==== 文档节选 ====

Linux 内核scsi磁盘的错误恢复机制 与线程

本文详细介绍了Linux内核中针对SCSI磁盘错误的恢复机制,包括如何创建和管理错误处理线程,以及逐步升级的恢复策略。当SCSI命令超时时,内核会启动错误恢复进程,通过取消命令、设备重新就绪、设备或总线重置等手段尝试恢复。此外,文章还探讨了定时器管理的变化,以避免过多定时器影响性能。

 1 使用kthread_create创建线程:
    struct task_struct *kthread_create(int (*threadfn)(void *data),
                                       void *data,
       const char *namefmt, ...);
这个函数可以像printk一样传入某种格式的线程名
线程创建后,不会马上运行,而是需要将kthread_create() 返回的task_struct指针传给wake_up_process(),然后通过此函数运行线程。
2. 当然,还有一个创建并启动线程的函数:kthread_run
   struct task_struct *kthread_run(int (*threadfn)(void *data),
                                    void *data,
                                    const char *namefmt, ...);
3. 线程一旦启动起来后,会一直运行,除非该线程主动调用do_exit函数,或者其他的进程调用kthread_stop函数,结束线程的运行。

====

任务要求 1: 请把上面这篇讲Linux内核线程的文档完整地逐字复述一遍。
上面的文档与这些记录彼此毫无关联。

==== 所给数据 ====

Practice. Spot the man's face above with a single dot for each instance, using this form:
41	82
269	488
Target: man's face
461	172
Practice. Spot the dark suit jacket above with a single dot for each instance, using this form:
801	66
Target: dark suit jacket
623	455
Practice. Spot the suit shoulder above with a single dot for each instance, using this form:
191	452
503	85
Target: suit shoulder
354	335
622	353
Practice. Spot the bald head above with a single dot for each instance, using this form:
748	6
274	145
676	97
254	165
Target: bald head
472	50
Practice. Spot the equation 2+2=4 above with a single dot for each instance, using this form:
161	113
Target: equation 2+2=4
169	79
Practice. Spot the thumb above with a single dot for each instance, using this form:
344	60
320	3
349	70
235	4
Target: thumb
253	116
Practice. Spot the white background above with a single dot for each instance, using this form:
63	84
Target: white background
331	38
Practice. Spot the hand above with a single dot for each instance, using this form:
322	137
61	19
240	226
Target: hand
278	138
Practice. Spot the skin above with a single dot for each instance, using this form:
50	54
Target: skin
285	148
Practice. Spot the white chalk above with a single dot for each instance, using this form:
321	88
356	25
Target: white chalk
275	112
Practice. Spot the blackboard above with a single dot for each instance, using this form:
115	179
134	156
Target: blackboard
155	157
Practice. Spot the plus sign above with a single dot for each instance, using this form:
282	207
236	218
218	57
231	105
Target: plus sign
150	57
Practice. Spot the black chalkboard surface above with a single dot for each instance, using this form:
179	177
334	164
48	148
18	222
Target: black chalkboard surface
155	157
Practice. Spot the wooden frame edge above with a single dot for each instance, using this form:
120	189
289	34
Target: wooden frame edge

====

任务要求 2: 请将记录中从包含“Practice. Spot the thumb”的那一行起到记录末尾为止的各行(两端都包括在内)表示为编号列表,略去空行,只列出这些行。

参考解答 1:
Linux 内核scsi磁盘的错误恢复机制 与线程

本文详细介绍了Linux内核中针对SCSI磁盘错误的恢复机制,包括如何创建和管理错误处理线程,以及逐步升级的恢复策略。当SCSI命令超时时,内核会启动错误恢复进程,通过取消命令、设备重新就绪、设备或总线重置等手段尝试恢复。此外,文章还探讨了定时器管理的变化,以避免过多定时器影响性能。

 1 使用kthread_create创建线程:
    struct task_struct *kthread_create(int (*threadfn)(void *data),
                                       void *data,
       const char *namefmt, ...);
这个函数可以像printk一样传入某种格式的线程名
线程创建后,不会马上运行,而是需要将kthread_create() 返回的task_struct指针传给wake_up_process(),然后通过此函数运行线程。
2. 当然,还有一个创建并启动线程的函数:kthread_run
   struct task_struct *kthread_run(int (*threadfn)(void *data),
                                    void *data,
                                    const char *namefmt, ...);
3. 线程一旦启动起来后,会一直运行,除非该线程主动调用do_exit函数,或者其他的进程调用kthread_stop函数,结束线程的运行。

参考解答 2:
1. Practice. Spot the thumb above with a single dot for each instance, using this form:
2. 344	60
3. 320	3
4. 349	70
5. 235	4
6. Target: thumb
7. 253	116
8. Practice. Spot the white background above with a single dot for each instance, using this form:
9. 63	84
10. Target: white background
11. 331	38
12. Practice. Spot the hand above with a single dot for each instance, using this form:
13. 322	137
14. 61	19
15. 240	226
16. Target: hand
17. 278	138
18. Practice. Spot the skin above with a single dot for each instance, using this form:
19. 50	54
20. Target: skin
21. 285	148
22. Practice. Spot the white chalk above with a single dot for each instance, using this form:
23. 321	88
24. 356	25
25. Target: white chalk
26. 275	112
27. Practice. Spot the blackboard above with a single dot for each instance, using this form:
28. 115	179
29. 134	156
30. Target: blackboard
31. 155	157
32. Practice. Spot the plus sign above with a single dot for each instance, using this form:
33. 282	207
34. 236	218
35. 218	57
36. 231	105
37. Target: plus sign
38. 150	57
39. Practice. Spot the black chalkboard surface above with a single dot for each instance, using this form:
40. 179	177
41. 334	164
42. 48	148
43. 18	222
44. Target: black chalkboard surface
45. 155	157
46. Practice. Spot the wooden frame edge above with a single dot for each instance, using this form:
47. 120	189
48. 289	34
49. Target: wooden frame edge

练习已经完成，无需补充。